» **Task statement**:
Reproduce every one of the entries below word for word, leaving out the pictures.

» **Entries provided**:
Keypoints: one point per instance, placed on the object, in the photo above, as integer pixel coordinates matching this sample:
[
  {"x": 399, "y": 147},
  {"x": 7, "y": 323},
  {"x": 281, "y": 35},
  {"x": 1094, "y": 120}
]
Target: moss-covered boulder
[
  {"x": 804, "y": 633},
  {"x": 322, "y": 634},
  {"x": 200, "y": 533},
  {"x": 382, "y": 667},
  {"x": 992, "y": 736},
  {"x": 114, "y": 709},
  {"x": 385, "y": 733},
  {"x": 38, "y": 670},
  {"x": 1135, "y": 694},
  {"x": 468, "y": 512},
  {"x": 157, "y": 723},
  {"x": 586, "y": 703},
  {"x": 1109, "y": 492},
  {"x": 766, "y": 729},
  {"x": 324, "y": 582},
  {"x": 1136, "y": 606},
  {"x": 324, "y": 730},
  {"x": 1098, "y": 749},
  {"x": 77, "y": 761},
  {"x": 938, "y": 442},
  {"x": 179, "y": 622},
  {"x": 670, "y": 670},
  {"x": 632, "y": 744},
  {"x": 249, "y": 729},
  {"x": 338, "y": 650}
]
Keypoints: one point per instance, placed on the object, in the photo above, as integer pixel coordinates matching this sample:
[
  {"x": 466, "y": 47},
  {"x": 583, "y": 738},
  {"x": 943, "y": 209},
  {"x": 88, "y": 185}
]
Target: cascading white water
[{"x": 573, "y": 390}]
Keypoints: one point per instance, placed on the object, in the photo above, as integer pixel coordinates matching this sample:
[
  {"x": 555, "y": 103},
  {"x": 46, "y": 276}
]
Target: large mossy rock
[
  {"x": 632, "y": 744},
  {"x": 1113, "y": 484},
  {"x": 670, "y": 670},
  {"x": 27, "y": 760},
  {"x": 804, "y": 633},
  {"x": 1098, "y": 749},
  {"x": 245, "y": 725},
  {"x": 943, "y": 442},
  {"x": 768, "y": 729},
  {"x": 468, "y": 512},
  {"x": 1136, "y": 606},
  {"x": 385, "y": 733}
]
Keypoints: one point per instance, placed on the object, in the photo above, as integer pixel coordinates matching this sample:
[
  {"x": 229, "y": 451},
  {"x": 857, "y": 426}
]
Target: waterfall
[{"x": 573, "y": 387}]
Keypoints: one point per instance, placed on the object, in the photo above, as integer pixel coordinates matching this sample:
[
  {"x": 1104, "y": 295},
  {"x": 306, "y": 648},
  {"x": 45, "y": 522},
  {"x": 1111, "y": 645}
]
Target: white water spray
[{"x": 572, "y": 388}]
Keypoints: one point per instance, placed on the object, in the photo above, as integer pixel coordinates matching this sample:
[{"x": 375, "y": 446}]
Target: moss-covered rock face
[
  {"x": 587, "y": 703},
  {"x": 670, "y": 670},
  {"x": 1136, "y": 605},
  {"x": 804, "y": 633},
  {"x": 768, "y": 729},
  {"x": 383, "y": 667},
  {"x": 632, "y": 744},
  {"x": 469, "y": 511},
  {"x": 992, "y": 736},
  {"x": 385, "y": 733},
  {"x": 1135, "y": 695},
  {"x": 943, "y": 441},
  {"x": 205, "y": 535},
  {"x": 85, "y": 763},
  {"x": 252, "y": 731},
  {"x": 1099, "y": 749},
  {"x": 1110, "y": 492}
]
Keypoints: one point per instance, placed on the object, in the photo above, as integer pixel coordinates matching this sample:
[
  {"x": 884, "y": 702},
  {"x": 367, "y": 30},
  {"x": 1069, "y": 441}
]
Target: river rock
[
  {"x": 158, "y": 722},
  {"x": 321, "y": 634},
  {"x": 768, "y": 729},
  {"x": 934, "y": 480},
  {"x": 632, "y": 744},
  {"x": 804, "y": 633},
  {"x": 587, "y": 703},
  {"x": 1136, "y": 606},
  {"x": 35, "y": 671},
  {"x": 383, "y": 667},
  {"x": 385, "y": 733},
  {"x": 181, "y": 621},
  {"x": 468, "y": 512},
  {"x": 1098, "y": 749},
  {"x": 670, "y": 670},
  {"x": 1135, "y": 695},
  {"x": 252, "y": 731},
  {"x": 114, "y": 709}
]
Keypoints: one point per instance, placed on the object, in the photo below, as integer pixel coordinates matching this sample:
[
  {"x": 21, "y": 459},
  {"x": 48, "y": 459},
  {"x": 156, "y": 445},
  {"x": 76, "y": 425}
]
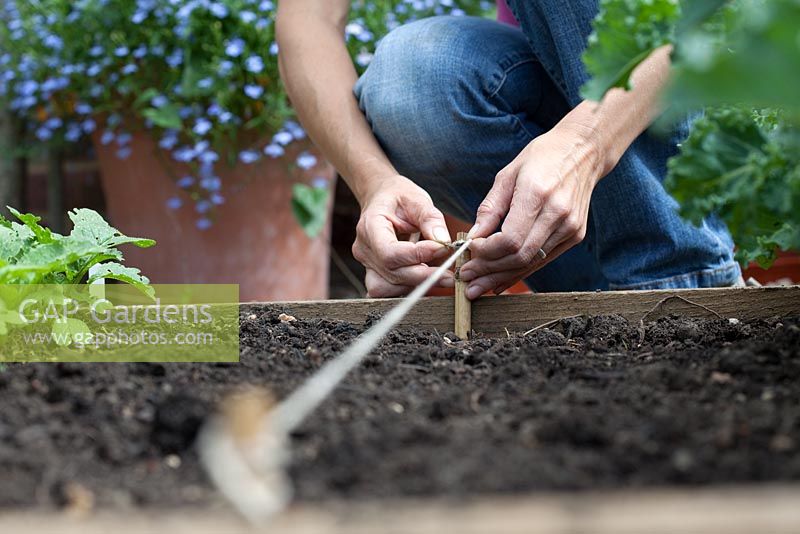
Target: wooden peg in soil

» **Exercise result**:
Keypoints: one point per instance, placed on the object, in the photo above, as integer pixel coordinates matching this sample:
[
  {"x": 399, "y": 147},
  {"x": 7, "y": 323},
  {"x": 281, "y": 35},
  {"x": 1094, "y": 120}
]
Target: moss-covered boulder
[
  {"x": 804, "y": 633},
  {"x": 322, "y": 634},
  {"x": 200, "y": 533},
  {"x": 382, "y": 667},
  {"x": 992, "y": 736},
  {"x": 114, "y": 709},
  {"x": 385, "y": 733},
  {"x": 38, "y": 670},
  {"x": 1135, "y": 694},
  {"x": 468, "y": 512},
  {"x": 157, "y": 723},
  {"x": 586, "y": 703},
  {"x": 1109, "y": 492},
  {"x": 766, "y": 729},
  {"x": 324, "y": 582},
  {"x": 1136, "y": 606},
  {"x": 324, "y": 730},
  {"x": 1098, "y": 749},
  {"x": 77, "y": 761},
  {"x": 938, "y": 442},
  {"x": 179, "y": 622},
  {"x": 670, "y": 670},
  {"x": 632, "y": 744},
  {"x": 249, "y": 729},
  {"x": 338, "y": 650}
]
Keypoints: one point per instance, placed on the object, in the photo above, as integer pixel coordinates matching this sample:
[
  {"x": 466, "y": 47},
  {"x": 583, "y": 738},
  {"x": 943, "y": 209},
  {"x": 88, "y": 185}
]
Target: cascading white water
[{"x": 573, "y": 390}]
Keypoints: one point per instance, placed on the object, in the photo above, as integer pixel coordinates matching this sample:
[
  {"x": 555, "y": 103},
  {"x": 46, "y": 276}
]
Target: large mossy rock
[
  {"x": 632, "y": 744},
  {"x": 1113, "y": 484},
  {"x": 670, "y": 670},
  {"x": 27, "y": 760},
  {"x": 804, "y": 633},
  {"x": 1098, "y": 749},
  {"x": 245, "y": 725},
  {"x": 943, "y": 442},
  {"x": 768, "y": 729},
  {"x": 468, "y": 512},
  {"x": 1136, "y": 606},
  {"x": 385, "y": 733}
]
Keypoints: one point per instance, placed on the object, in the photo above, as integer pixel coordinates matching this sample:
[
  {"x": 229, "y": 451},
  {"x": 857, "y": 426}
]
Target: waterfall
[{"x": 573, "y": 387}]
Keypoints: one point per instance, placed on the object, in the photo above, as integer pixel coordinates matching this sample:
[
  {"x": 1104, "y": 295},
  {"x": 306, "y": 648},
  {"x": 45, "y": 522},
  {"x": 1111, "y": 645}
]
Target: white water spray
[{"x": 572, "y": 388}]
Keypoints: one point per instance, placed on the object, in the photo above, as integer pixel coordinates matching this sample:
[{"x": 375, "y": 446}]
Target: moss-covered rock face
[
  {"x": 587, "y": 703},
  {"x": 670, "y": 670},
  {"x": 1136, "y": 605},
  {"x": 804, "y": 633},
  {"x": 768, "y": 729},
  {"x": 383, "y": 667},
  {"x": 632, "y": 744},
  {"x": 469, "y": 511},
  {"x": 992, "y": 736},
  {"x": 385, "y": 733},
  {"x": 1135, "y": 695},
  {"x": 943, "y": 441},
  {"x": 205, "y": 535},
  {"x": 85, "y": 763},
  {"x": 252, "y": 731},
  {"x": 1099, "y": 749},
  {"x": 1110, "y": 492}
]
Keypoints: one point per instance, placed on the object, in the photo above, as integer pixel coordinates matching this sample:
[
  {"x": 884, "y": 702},
  {"x": 367, "y": 30},
  {"x": 1069, "y": 441}
]
Target: river rock
[
  {"x": 158, "y": 722},
  {"x": 321, "y": 634},
  {"x": 768, "y": 729},
  {"x": 934, "y": 480},
  {"x": 632, "y": 744},
  {"x": 804, "y": 633},
  {"x": 587, "y": 703},
  {"x": 1136, "y": 606},
  {"x": 35, "y": 671},
  {"x": 383, "y": 667},
  {"x": 385, "y": 733},
  {"x": 181, "y": 621},
  {"x": 468, "y": 512},
  {"x": 1098, "y": 749},
  {"x": 670, "y": 670},
  {"x": 1135, "y": 695},
  {"x": 252, "y": 731},
  {"x": 114, "y": 709}
]
Keypoints: one point per instance, placed on the object, in the photo below, as integer pixel coordinates matching this sample:
[
  {"x": 21, "y": 459},
  {"x": 48, "y": 459},
  {"x": 156, "y": 445},
  {"x": 76, "y": 425}
]
Target: wooden peg in soil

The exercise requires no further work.